* **Text shown**:
A strong USDA Rural Development, which is already in place, will be key to enabling the success of the proposed reorganization. Rural Development’s unique strength has been its ability knock down program and policy silos while collaborating and coordinating with local rural businesses and leaders on successful and innovative economic projects. Its success in fostering the build-out of multiple rural based renewable energy projects, and developing and enhancing rural infrastructure, such as broadband, has been proven repeatedly and consistently.

USDA Rural Development was officially created in the late 1990’s as a result of a Clinton Administration reorganization effort. It brought three previous stand-alone agencies, the Farmers Home Administration Housing programs, Rural Business Cooperative Service, and the Rural Utilities Service together under the umbrella of USDA Rural Development. This effort was designed to realign the services and programming efforts of USDA into a more functional and useful structure. 

The Rural Development I joined in 2001 consisted of 7250 budgeted Full Time Equivalents (FTE’s), nearly 800 field offices. It was providing rural America $14 billion in annual programming expenditures across the country. The annual budget authority required to deliver the Rural Development programs was approximately $2 billion. 

Rural Utilities and the Rural Development Single Family direct loan portfolios were highly rated.  The balance of the programming was provided by the Business and Industry (BI) Agency through direct grants for various rural community projects and direct loans provided to rural citizens.  These programs assisted rural communities in building or acquiring health and safety equipment and infrastructure.  They also provided seed capital to foster entrepreneurial and developmental business activities in rural communities with inadequate risk capital resources.  

There was little strategic vision about the mission of the agency and virtually no recognizable brand. USDA-Rural Development attracted limited policy and rural support.  Loan losses in various programs were unacceptable.

In 2001, the Bush Administration appointed a strong cadre of Rural Development state directors. The Administration was supportive of Secretary Veneman’s commitment to foster a new vision and brand for USDA Rural Development. These efforts involved the entirety of the Washington based organization, the state directors, and their teams. By late 2003, the Washington DC staff, the state directors, and a committed national rural development team began to effect a transformation which impacted all of rural America.

A USDA-RD strategic vision and brand, in conjunction with the implementation of measurable goals, were in place by 2005. There was much less dependence on government direct loans. The BI portfolio losses decreased to acceptable levels. By the end of the Bush Administration:

  • Nearly 45 percent of the RD offices had been closed.

* **Dataset extract**:

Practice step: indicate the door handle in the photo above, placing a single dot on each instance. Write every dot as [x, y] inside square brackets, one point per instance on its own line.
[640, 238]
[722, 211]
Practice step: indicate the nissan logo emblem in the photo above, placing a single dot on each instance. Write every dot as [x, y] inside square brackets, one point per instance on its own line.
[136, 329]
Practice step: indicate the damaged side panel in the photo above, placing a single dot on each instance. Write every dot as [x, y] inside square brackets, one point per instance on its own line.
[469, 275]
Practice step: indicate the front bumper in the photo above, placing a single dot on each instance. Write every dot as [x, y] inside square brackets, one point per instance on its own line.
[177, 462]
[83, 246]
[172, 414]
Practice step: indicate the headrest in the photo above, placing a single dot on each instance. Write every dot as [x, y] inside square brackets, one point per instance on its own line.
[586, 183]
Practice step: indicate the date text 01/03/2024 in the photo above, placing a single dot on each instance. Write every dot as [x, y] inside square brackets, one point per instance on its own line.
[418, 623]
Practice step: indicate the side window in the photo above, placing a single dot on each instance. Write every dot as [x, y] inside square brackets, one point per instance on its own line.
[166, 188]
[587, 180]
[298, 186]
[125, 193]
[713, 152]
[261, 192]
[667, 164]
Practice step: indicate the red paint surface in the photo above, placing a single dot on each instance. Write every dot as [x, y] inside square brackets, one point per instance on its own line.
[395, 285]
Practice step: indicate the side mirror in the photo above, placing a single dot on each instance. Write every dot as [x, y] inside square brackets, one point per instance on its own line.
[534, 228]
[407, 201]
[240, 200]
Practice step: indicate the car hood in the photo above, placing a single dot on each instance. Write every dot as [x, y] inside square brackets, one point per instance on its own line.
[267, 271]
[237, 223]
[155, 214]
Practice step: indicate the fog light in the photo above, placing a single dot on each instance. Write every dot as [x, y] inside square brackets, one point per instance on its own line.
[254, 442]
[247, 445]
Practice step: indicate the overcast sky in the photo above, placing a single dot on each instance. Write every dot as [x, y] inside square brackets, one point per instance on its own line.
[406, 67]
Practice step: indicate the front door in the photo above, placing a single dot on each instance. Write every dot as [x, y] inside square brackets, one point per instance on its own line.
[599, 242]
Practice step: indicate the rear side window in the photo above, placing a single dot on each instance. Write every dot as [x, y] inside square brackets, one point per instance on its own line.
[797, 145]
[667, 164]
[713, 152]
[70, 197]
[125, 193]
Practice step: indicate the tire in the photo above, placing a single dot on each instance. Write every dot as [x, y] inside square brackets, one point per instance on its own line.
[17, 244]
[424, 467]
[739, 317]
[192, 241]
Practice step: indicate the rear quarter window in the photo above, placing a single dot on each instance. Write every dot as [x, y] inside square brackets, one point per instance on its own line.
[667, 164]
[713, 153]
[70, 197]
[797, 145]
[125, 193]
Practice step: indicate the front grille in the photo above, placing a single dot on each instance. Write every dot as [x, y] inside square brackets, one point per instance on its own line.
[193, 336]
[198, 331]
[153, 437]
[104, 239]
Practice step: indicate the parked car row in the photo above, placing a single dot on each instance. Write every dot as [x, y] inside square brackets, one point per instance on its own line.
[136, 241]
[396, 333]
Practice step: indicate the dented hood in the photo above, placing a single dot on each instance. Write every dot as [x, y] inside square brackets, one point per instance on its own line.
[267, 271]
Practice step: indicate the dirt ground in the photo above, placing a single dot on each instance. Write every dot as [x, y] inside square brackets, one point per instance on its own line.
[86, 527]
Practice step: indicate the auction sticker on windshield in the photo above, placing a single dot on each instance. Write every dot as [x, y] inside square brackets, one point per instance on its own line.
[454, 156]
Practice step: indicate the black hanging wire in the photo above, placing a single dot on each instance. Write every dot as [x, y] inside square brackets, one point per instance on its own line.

* **Problem statement**:
Pull out the passage of the USDA Rural Development text from "Rural Utilities and" up to and including "risk capital resources.", copied word for word. These entries come from a separate source.

* **Answer to the problem**:
Rural Utilities and the Rural Development Single Family direct loan portfolios were highly rated.  The balance of the programming was provided by the Business and Industry (BI) Agency through direct grants for various rural community projects and direct loans provided to rural citizens.  These programs assisted rural communities in building or acquiring health and safety equipment and infrastructure.  They also provided seed capital to foster entrepreneurial and developmental business activities in rural communities with inadequate risk capital resources.